Any pictures should be dropped; everything else in the records is to be returned exactly.

☆ ☆ ☆ ☆

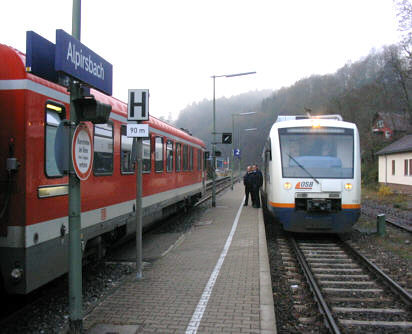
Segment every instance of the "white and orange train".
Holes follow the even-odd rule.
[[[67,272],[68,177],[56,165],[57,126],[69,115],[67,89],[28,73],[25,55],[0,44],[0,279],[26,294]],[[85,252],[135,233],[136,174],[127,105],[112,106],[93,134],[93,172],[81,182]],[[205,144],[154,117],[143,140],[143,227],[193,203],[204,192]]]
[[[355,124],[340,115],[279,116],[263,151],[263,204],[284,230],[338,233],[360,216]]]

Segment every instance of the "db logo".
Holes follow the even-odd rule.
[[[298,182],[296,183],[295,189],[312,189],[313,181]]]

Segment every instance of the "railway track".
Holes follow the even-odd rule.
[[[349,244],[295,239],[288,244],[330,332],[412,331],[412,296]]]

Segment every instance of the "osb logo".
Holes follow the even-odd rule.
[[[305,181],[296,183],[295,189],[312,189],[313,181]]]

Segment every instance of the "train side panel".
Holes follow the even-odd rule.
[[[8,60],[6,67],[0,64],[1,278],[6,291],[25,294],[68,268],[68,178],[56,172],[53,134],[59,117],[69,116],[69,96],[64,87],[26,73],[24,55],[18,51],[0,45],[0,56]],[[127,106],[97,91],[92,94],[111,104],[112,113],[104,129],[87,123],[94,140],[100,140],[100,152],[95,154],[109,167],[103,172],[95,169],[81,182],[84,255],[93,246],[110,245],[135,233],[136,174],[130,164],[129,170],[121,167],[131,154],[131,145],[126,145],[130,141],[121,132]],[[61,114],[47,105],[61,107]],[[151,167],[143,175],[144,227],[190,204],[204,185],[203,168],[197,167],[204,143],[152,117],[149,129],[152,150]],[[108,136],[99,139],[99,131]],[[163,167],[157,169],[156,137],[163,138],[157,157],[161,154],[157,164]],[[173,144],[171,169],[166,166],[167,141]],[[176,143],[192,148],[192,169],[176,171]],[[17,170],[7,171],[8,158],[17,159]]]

☆ ☆ ☆ ☆

→ Written response:
Segment every instance of the "white and orange train".
Holes follow the even-odd rule.
[[[67,272],[68,177],[56,165],[57,126],[69,115],[67,89],[28,73],[25,55],[0,44],[0,279],[26,294]],[[85,252],[135,233],[136,174],[127,105],[112,106],[93,134],[93,172],[81,182]],[[205,144],[154,117],[143,140],[143,227],[193,203],[204,192]]]
[[[355,124],[340,115],[279,116],[263,151],[263,204],[284,230],[338,233],[360,216]]]

Segment every instance of the "db logo".
Holes follow the even-odd rule.
[[[298,182],[296,183],[295,189],[312,189],[313,181]]]

Segment every instance of the "railway track".
Holes follow the even-odd rule.
[[[349,244],[295,239],[288,244],[330,332],[412,331],[412,296]]]

Segment every instance of the "osb logo".
Holes follow the even-odd rule.
[[[305,181],[296,183],[295,189],[312,189],[313,181]]]

Segment every instance of the "train side panel".
Holes follow the even-odd rule.
[[[8,60],[6,67],[0,64],[1,278],[6,291],[25,294],[68,268],[68,178],[56,172],[53,134],[59,117],[69,116],[69,96],[64,87],[26,73],[24,55],[18,51],[0,45],[0,56]],[[127,106],[97,91],[92,94],[111,104],[112,113],[104,129],[87,123],[94,140],[100,140],[100,152],[95,154],[109,167],[103,172],[95,169],[81,182],[84,255],[93,246],[110,245],[135,233],[136,174],[130,164],[129,170],[121,167],[131,154],[131,145],[126,145],[130,141],[121,132]],[[61,114],[47,105],[61,107]],[[151,167],[143,175],[144,227],[190,204],[204,185],[203,168],[197,167],[204,143],[152,117],[149,129],[152,150]],[[108,136],[99,139],[99,131]],[[163,167],[157,169],[156,137],[163,138],[157,157],[161,154],[157,164]],[[173,144],[171,169],[166,166],[167,141]],[[176,143],[192,148],[192,169],[176,171]],[[17,170],[7,171],[8,158],[17,159]]]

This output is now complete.